## Aufgaben:
**a)** Aktualisiere im Auszug über den namenlosen Weg die Stelle von „Einmal bin ich“ bis „[z. B. Tafelmakerweg].“. Setze dabei „Kleingartenverein“ an die Stelle von „Gartenverein“ und gib die Stelle vollständig wieder.
**b)** Beantworte anhand des Auszugs über den namenlosen Weg diese Fragen:
(i) Seit wie vielen Jahren hat der Weg keinen Namen?
(ii) Wohin fährt Hoffmann mit dem Fahrrad zu seinem Freund?
(iii) Welche Namen werden für den Weg vorgeschlagen?
**c)** Führe bitte den Auszug über den namenlosen Weg nach seinem letzten Satz weiter.

Einmal bin ich wieder bei einer Bezirksratssitzung gewesen, und da war zufällig Oberbürgermeister [Dr. Gert] Hoffmann da. Es ging um Fragestunden undsoweiter. Da habe ich dann erzählt, da gibt es einen Weg mitten durch unseren Gartenverein hindurch, der furchtbar schlecht gepflastert ist, der auch seit 50 Jahren keinen Namen hat, während unten die Wege einen Namen haben [z. B. Tafelmakerweg].

Da sagt der Hoffmann plötzlich: ,Da fahre ich doch immer aus der Stadt mit dem Fahrrad zu meinem Freund nach Querum durch, den kenne ich, den Weg! Und der hat keinen Namen?‘

,Nein, der hat keinen Namen.‘ Ich sage: ,Wir könnten ja mal darüber nachdenken, dem Weg einen Namen zu geben.‘

,Ja, was schlagen Sie denn vor?‘

Ich sage: ,Im Mutterkamp‘, ,Am Mutterkamp‘ oder ,Mutterkamp‘.

## Gegebene Daten:
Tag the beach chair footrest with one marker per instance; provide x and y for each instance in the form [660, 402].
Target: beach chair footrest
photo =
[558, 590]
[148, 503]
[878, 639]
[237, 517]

## Erwartete Ergebnisse:
**a)**
Einmal bin ich wieder bei einer Bezirksratssitzung gewesen, und da war zufällig Oberbürgermeister [Dr. Gert] Hoffmann da. Es ging um Fragestunden undsoweiter. Da habe ich dann erzählt, da gibt es einen Weg mitten durch unseren Kleingartenverein hindurch, der furchtbar schlecht gepflastert ist, der auch seit 50 Jahren keinen Namen hat, während unten die Wege einen Namen haben [z. B. Tafelmakerweg].

**b)**
(i) Seit 50 Jahren.
(ii) Nach Querum.
(iii) „Im Mutterkamp“, „Am Mutterkamp“ oder „Mutterkamp“.

**c)**
„auf den Reitwegen durch die Kolonie u. an der Westseite entlang“ soll „nur Schritt geritten“ werden.

Und dieser „Alte Reitweg“ entlang der Gärten Nr. 89, 88, 87, 86, 85, 84, 82, 81 (an „Gang 4“ gelegen), 90, 91, 92, 93, 94, 95 (an „Gang 5“ gelegen), 96 (und 119) „nervt“ gehörig, wie das Protokoll zu verstehen gibt: „Es wird Klage darüber geführt, daß einige Garteninhaber durch den Staub, der durch galoppierende Reiter auf dem Reitweg aufgewirbelt wird, belästigt werden, u. es wird verlangt, daß auf den Reitwegen durch die Kolonie u. an der Westseite entlang nur Schritt geritten wird. Der Vereinsführer verspricht, sich an die maßgebenden Stellen zu wenden und Abhilfe zu schaffen.“ (12.05.1938, PB I, S. 22–23, hier S. 23)

Ist die „Problematik“ im Juli 1941 gelöst? (Das „Problem“ wiegt wenig im Bezugsrahmen des damaligen Weltgeschehens.) Nein, wie das Protokoll nahelegt: „Viel Klagen werden über den Reitweg geführt. Es soll eine Eingabe gemacht werden, daß das unnötige Staubaufwirbeln vermieden wird von den Reitern.“ (21.07.1941, PB I, S. 31)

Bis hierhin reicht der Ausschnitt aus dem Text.